Items listed in a dataset.
▼

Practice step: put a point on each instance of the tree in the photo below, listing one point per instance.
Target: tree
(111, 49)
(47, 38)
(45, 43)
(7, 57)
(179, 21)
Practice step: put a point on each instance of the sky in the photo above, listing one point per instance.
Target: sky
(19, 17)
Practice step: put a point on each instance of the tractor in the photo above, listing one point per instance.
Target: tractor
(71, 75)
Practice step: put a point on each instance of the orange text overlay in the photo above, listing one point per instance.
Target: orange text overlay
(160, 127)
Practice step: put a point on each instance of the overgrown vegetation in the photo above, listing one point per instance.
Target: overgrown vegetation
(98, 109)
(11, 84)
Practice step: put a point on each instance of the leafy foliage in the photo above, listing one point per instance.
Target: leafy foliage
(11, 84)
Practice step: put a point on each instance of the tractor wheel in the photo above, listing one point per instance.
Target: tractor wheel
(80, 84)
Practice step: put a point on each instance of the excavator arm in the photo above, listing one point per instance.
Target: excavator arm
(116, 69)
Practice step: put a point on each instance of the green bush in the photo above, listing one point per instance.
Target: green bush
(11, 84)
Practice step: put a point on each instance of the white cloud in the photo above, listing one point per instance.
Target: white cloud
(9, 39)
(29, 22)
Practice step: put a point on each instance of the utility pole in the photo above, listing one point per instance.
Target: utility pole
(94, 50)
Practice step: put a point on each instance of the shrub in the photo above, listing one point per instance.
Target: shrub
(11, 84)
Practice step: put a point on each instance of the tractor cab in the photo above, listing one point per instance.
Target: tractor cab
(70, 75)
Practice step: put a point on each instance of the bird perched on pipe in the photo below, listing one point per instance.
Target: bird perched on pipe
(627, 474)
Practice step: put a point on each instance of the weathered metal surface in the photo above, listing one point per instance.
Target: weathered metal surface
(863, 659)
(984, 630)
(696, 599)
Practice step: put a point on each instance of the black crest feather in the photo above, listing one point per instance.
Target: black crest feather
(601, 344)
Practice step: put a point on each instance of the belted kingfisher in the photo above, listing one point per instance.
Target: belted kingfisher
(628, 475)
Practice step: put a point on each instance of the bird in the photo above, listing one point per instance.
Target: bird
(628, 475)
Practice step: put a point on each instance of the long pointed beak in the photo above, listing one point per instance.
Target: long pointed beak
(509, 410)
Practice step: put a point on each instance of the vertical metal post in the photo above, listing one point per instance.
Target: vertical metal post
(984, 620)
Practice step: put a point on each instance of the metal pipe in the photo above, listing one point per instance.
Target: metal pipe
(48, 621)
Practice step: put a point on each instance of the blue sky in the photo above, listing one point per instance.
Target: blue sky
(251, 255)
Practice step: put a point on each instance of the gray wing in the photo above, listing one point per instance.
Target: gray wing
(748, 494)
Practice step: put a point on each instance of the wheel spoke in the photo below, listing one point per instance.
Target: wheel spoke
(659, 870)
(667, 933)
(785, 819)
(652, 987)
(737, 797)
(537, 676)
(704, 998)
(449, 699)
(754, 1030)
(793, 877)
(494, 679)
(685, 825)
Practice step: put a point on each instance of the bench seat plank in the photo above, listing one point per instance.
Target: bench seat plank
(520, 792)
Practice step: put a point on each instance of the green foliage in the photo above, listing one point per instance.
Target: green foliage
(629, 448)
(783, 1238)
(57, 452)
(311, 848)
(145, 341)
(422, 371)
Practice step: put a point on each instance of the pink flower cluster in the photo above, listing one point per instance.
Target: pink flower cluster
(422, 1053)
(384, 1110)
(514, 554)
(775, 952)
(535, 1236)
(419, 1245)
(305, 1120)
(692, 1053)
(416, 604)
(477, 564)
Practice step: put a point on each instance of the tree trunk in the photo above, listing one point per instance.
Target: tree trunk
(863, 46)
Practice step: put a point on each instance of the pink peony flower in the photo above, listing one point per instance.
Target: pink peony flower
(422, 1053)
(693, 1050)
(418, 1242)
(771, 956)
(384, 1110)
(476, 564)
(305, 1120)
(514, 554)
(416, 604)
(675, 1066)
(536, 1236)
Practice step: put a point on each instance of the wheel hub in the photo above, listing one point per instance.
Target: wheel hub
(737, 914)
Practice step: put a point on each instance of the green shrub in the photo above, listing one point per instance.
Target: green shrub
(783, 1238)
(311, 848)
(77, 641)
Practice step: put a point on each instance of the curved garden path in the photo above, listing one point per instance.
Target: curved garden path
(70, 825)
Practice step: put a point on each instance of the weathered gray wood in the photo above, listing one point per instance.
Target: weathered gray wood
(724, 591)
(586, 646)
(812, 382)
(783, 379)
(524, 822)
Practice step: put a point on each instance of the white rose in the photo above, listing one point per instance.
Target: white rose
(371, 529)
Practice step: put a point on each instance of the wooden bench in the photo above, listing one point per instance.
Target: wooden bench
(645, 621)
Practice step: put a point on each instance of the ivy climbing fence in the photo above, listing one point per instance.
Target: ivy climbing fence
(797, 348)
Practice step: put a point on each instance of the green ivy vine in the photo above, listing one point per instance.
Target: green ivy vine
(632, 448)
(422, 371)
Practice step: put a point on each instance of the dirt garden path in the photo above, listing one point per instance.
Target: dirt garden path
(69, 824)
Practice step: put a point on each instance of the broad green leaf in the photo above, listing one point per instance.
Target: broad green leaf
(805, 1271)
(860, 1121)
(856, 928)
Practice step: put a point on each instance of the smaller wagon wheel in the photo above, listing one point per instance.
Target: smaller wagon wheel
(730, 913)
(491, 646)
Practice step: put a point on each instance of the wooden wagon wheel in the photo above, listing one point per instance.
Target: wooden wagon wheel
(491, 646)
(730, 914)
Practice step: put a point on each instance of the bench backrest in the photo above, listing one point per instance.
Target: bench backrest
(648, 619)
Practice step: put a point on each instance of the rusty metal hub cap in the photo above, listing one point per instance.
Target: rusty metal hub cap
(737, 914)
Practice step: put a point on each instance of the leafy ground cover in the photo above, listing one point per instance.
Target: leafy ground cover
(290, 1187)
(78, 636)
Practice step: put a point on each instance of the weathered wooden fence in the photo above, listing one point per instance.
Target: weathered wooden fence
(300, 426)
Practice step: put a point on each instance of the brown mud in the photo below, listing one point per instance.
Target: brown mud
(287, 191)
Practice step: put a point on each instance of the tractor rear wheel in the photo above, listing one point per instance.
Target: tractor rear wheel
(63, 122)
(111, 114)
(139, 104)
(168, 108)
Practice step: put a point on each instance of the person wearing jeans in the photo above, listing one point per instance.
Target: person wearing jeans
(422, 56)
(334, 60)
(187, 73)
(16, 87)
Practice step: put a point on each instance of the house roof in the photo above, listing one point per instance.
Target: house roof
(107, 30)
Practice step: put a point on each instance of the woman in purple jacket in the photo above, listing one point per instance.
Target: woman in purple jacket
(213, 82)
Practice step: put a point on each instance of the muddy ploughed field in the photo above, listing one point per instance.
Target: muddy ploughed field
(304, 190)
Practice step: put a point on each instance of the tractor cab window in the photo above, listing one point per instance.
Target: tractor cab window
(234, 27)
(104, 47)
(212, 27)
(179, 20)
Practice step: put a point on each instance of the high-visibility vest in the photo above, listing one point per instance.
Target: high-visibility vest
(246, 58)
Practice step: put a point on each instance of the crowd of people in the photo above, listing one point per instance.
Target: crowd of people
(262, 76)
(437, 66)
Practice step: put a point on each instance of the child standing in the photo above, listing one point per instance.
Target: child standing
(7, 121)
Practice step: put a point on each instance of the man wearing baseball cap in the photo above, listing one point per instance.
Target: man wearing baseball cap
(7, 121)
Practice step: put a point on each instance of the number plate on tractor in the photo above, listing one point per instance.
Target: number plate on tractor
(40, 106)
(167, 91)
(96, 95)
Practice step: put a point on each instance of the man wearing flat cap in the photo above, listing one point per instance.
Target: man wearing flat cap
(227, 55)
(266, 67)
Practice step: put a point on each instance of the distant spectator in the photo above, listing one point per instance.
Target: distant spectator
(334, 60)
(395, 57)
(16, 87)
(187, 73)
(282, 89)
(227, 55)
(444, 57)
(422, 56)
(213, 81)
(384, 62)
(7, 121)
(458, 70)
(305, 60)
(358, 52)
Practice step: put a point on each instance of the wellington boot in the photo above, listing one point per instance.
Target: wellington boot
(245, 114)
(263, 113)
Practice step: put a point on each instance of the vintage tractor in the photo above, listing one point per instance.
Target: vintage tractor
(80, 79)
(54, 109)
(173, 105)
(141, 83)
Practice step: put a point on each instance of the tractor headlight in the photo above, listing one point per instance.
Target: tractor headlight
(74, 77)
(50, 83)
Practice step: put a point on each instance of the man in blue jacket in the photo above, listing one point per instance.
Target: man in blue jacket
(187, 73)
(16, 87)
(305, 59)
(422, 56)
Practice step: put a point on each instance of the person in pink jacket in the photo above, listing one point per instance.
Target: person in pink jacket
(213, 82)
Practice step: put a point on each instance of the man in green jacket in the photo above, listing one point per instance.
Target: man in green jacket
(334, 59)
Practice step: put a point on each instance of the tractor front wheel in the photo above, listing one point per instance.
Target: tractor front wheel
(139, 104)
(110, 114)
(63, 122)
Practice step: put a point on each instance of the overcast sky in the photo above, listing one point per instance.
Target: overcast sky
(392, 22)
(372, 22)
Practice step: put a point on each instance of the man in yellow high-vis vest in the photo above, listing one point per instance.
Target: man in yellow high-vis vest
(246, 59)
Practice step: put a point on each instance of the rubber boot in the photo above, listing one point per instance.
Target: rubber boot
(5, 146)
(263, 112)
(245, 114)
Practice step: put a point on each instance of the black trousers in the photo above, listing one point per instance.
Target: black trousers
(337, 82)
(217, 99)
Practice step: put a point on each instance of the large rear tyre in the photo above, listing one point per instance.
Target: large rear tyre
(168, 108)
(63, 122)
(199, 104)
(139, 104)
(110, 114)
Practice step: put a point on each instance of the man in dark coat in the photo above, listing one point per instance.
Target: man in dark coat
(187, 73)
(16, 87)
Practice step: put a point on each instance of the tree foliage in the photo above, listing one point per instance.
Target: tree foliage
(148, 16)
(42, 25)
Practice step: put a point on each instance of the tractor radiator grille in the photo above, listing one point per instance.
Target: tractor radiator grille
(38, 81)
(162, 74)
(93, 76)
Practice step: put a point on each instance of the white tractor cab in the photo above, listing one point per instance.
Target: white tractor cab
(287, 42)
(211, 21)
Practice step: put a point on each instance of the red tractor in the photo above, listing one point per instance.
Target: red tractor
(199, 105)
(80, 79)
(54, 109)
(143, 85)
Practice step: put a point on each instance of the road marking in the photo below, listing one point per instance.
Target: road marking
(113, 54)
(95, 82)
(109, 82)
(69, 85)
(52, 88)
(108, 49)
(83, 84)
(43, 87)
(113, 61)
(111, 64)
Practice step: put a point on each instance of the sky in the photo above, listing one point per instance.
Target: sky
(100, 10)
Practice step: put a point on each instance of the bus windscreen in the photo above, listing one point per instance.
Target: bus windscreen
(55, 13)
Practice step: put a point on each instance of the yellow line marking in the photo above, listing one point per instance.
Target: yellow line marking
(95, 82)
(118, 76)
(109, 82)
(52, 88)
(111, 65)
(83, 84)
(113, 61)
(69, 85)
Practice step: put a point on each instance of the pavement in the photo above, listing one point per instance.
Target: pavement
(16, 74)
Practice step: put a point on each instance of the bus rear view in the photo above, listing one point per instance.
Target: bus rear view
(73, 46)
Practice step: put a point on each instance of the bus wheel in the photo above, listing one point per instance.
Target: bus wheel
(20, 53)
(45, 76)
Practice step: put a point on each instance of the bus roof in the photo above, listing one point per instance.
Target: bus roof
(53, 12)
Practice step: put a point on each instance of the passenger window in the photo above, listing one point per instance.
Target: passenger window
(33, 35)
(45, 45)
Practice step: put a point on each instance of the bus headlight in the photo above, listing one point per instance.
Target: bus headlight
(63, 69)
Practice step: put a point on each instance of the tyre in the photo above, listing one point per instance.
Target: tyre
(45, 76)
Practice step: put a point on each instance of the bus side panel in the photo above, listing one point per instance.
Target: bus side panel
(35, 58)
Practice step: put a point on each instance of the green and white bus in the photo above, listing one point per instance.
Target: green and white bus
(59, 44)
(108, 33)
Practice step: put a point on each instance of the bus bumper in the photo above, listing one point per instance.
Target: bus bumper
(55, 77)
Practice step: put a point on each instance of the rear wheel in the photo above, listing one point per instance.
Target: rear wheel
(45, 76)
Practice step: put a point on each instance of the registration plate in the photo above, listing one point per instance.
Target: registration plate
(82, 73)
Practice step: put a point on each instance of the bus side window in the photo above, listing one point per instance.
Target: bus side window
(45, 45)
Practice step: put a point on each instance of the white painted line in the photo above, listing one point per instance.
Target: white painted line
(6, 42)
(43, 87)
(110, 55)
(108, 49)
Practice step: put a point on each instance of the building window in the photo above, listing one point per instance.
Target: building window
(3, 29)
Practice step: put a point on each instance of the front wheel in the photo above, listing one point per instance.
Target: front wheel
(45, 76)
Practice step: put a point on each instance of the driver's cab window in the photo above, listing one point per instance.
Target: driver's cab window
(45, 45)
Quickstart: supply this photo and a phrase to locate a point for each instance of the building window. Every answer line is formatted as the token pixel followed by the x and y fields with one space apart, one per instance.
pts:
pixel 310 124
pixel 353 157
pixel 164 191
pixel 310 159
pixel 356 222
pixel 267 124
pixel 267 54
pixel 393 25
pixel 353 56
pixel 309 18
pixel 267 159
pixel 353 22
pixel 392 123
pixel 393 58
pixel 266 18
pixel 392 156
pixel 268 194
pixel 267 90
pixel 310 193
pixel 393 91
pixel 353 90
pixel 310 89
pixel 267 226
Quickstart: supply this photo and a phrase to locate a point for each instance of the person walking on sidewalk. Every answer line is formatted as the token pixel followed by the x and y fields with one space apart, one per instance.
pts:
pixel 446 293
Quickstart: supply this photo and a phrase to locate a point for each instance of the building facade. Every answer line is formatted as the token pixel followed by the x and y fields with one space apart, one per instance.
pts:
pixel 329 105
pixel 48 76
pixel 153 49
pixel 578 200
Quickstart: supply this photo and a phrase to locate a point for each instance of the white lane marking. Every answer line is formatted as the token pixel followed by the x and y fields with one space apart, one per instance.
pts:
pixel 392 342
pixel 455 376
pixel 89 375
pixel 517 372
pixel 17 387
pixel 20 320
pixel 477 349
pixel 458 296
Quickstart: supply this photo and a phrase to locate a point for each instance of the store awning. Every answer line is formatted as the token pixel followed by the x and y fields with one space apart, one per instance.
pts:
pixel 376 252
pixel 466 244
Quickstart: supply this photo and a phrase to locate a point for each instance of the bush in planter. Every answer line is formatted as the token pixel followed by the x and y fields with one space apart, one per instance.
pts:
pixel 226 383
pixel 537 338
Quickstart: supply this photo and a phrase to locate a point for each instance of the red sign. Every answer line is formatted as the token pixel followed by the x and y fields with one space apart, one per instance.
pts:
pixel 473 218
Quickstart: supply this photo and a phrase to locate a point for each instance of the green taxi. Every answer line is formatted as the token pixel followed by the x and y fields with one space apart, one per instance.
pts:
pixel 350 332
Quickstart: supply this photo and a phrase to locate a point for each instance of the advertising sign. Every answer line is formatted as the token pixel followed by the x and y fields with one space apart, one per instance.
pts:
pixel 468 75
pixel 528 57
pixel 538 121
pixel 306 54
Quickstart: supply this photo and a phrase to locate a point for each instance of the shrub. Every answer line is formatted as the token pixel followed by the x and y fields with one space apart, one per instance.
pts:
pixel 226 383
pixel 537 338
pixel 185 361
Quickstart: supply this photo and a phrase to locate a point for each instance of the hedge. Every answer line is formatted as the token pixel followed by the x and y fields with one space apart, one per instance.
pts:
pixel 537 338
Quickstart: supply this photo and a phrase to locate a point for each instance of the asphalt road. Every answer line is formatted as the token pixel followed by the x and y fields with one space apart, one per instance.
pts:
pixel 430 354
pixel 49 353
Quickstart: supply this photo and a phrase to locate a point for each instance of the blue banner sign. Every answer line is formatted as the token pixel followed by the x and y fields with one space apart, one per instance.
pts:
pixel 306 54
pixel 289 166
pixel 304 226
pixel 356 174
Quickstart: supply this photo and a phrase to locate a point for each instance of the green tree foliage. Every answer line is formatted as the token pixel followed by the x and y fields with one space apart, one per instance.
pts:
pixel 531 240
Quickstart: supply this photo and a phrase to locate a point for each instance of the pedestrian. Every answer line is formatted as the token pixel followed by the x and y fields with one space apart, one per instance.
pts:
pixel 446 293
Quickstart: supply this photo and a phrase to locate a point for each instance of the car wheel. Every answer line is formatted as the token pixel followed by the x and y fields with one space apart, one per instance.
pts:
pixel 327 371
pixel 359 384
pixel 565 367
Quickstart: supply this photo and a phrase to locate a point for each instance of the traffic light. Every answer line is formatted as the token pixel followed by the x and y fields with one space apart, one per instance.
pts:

▲

REQUIREMENT.
List every line above that holds the word "sign".

OUTPUT.
Quickstart: supply this photo and a phrase to locate a point for each instance of the red sign. Every answer line is formatted as the token pixel followed by the x and y fields with one space apart, one per instance.
Quickstart: supply this photo and a phrase to locate a point for each instance of the advertising sign. Every answer line is formatted as the token pixel followed by the x and y fields with one space apart, one per instance.
Quickstart: supply this photo and a phrase to locate a point for each instance of the blue banner sign. Every answer line is formatted as the token pixel followed by the x and y fields with one space apart, one per instance.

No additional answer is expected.